Reproduce every line of the listing from the line containing "Pick out each instance of the child's" down through the line containing "<point>137,169</point>", and no others. Add 7 to each coordinate in the point answers.

* Material provided *
____________
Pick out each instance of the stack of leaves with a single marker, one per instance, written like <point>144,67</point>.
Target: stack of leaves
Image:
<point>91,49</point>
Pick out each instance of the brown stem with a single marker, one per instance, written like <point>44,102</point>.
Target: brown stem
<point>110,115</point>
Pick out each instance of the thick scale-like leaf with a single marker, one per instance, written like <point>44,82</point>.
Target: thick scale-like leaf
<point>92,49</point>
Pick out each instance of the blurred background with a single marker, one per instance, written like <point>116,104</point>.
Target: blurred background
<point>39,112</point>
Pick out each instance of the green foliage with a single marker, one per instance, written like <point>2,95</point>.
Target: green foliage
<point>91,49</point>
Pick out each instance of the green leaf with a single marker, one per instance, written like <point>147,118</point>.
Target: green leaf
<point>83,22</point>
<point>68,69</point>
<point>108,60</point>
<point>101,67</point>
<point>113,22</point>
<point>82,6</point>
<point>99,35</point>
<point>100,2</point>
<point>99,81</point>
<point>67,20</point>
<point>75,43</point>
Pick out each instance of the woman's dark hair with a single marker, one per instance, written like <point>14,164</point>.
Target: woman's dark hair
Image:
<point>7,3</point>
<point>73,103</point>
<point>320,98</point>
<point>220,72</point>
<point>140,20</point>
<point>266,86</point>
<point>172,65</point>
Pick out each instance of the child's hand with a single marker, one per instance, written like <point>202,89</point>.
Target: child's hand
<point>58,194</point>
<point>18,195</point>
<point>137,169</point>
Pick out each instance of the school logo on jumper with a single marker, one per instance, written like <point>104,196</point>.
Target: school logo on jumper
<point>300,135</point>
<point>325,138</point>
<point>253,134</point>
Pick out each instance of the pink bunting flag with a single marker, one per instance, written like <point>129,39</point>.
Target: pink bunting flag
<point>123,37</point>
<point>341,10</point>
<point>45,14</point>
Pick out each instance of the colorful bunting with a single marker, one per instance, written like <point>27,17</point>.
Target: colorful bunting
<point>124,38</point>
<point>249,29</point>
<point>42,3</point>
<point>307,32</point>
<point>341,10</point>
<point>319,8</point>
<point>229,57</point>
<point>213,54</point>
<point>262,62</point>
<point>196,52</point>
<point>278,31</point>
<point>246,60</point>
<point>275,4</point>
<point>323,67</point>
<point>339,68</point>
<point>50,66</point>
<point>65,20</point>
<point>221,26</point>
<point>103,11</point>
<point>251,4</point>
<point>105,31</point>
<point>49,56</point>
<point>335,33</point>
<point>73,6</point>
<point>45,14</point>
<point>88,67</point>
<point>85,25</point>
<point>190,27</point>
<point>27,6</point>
____________
* Expected output *
Pick out each instance of the child's hand with a single marker, one per instance, written like <point>202,89</point>.
Target: child's hand
<point>65,201</point>
<point>25,202</point>
<point>144,176</point>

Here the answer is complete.